» **EXERCISE TASK**: Repeat word for word everything in the wireless signal text from "Let's highlight these" down to "or WLAN applications.".

>> BEGIN SOURCE EXTRACT

Keep in mind the trade-offs to these properties. A 2.4GHz signal, while generally can cover a longer distance than 5.8GHz, can not 'pack' as much data into the signal as 5.8GHz. Also, 2.4GHz spectrum is widely deployed and offers fewer channels. This makes 2.4GHz more susceptible to interference issues. The 5.8GHz spectrum carves out many more channels than 2.4GHz and is less widely deployed at the time.
Also consider that the typical UDP transport method of video makes it more susceptible to packet drops caused by RF interference. Moreover, temporal video compression schemes such as H.264 are highly intolerant to losses of I-frames. (A loss of I-frame means P- and B- frames are not decodable as well). Therefore 5.8GHz radios because of their channel diversity and lower deployment are preferable to 2.4GHz radios in video applications.
Impact of Obstructions on Signal
Free space is not the only thing in the environment that attenuates (or decreases) signal strength. Obstructions have various negative impacts to signal propagation, as well.
Let's highlight these effects/impacts:
Obstructions generally absorb and reflect radio signals, and thus reduce the level of signal reaching the receiving end. The level of attenuation is dependent on the composition and reflective properties of the material. For example, elevator cabs are surrounded by dense concrete and metals, resulting in large degrees of signal loss. On the other hand, dry-wall is significantly less absorptive/reflective.
Multipath is a type of reflection, whereby, the signal eventually finds a way to the receiving end. However, the signal will be out of phase (or sync) with the 'primary' signal. These effects can be unexpectedly adverse to a link's quality. Environments with a high degree of reflective surfaces - e.g., water, glass, mirrors, foliage etc. - are prone to multipath signal loss even in shorter range or WLAN applications.

>> END SOURCE EXTRACT
>> BEGIN MATERIAL SUPPLIED

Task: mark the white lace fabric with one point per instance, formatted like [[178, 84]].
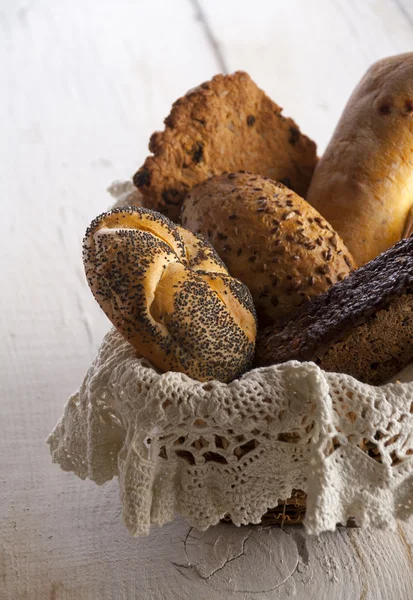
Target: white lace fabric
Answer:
[[205, 450]]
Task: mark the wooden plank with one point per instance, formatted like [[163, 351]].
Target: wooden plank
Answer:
[[309, 56]]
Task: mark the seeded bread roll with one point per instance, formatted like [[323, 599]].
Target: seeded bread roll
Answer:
[[363, 184], [169, 294], [269, 238], [362, 326]]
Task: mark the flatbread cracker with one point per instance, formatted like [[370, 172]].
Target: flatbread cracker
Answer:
[[226, 124]]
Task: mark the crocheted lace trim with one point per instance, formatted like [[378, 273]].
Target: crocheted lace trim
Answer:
[[205, 450]]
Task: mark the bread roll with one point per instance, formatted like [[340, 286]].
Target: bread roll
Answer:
[[363, 184], [362, 326], [269, 238], [225, 124], [169, 294]]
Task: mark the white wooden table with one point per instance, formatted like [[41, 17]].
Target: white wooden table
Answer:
[[83, 85]]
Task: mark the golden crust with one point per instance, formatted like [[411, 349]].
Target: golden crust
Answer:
[[269, 238], [152, 288], [226, 124], [363, 184]]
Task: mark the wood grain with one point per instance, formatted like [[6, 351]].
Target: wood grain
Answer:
[[84, 85], [308, 56]]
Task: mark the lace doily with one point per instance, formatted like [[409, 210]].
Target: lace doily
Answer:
[[205, 450]]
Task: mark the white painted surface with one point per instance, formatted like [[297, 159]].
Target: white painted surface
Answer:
[[84, 83]]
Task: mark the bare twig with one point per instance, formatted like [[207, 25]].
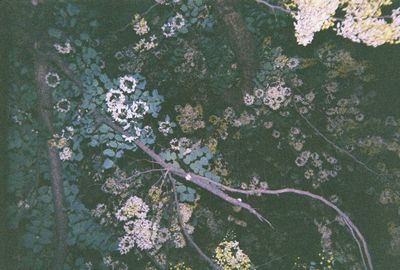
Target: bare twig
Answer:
[[217, 189], [193, 178], [274, 7], [185, 232], [340, 149], [359, 238], [45, 101]]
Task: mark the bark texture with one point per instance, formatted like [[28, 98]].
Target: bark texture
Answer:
[[55, 168]]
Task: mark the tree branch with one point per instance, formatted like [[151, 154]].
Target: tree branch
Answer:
[[217, 189], [187, 235], [45, 102]]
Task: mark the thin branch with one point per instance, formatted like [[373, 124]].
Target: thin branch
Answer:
[[45, 101], [340, 149], [217, 189], [193, 178], [359, 238], [274, 7], [185, 232]]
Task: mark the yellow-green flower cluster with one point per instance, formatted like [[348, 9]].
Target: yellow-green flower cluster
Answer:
[[229, 256], [190, 118], [363, 21]]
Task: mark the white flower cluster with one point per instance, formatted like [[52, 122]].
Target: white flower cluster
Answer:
[[66, 153], [133, 207], [146, 45], [175, 23], [140, 232], [122, 109], [63, 49], [362, 20], [277, 95], [167, 2], [311, 17], [63, 105], [140, 25], [52, 79], [229, 255], [363, 24], [165, 127]]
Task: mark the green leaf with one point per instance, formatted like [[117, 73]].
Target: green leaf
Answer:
[[55, 33], [72, 10], [109, 152], [108, 163]]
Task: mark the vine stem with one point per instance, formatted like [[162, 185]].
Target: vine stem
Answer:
[[44, 105], [218, 189], [185, 232]]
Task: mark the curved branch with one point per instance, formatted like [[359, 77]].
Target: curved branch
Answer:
[[359, 238], [44, 104], [334, 145], [185, 232], [217, 189], [192, 178], [274, 7]]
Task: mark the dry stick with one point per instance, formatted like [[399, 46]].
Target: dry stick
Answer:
[[340, 149], [45, 103], [187, 235], [288, 11], [274, 7], [359, 238], [192, 178], [212, 186]]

>> END MATERIAL SUPPLIED

» **FINISHED ANSWER**:
Let's highlight these effects/impacts:
Obstructions generally absorb and reflect radio signals, and thus reduce the level of signal reaching the receiving end. The level of attenuation is dependent on the composition and reflective properties of the material. For example, elevator cabs are surrounded by dense concrete and metals, resulting in large degrees of signal loss. On the other hand, dry-wall is significantly less absorptive/reflective.
Multipath is a type of reflection, whereby, the signal eventually finds a way to the receiving end. However, the signal will be out of phase (or sync) with the 'primary' signal. These effects can be unexpectedly adverse to a link's quality. Environments with a high degree of reflective surfaces - e.g., water, glass, mirrors, foliage etc. - are prone to multipath signal loss even in shorter range or WLAN applications.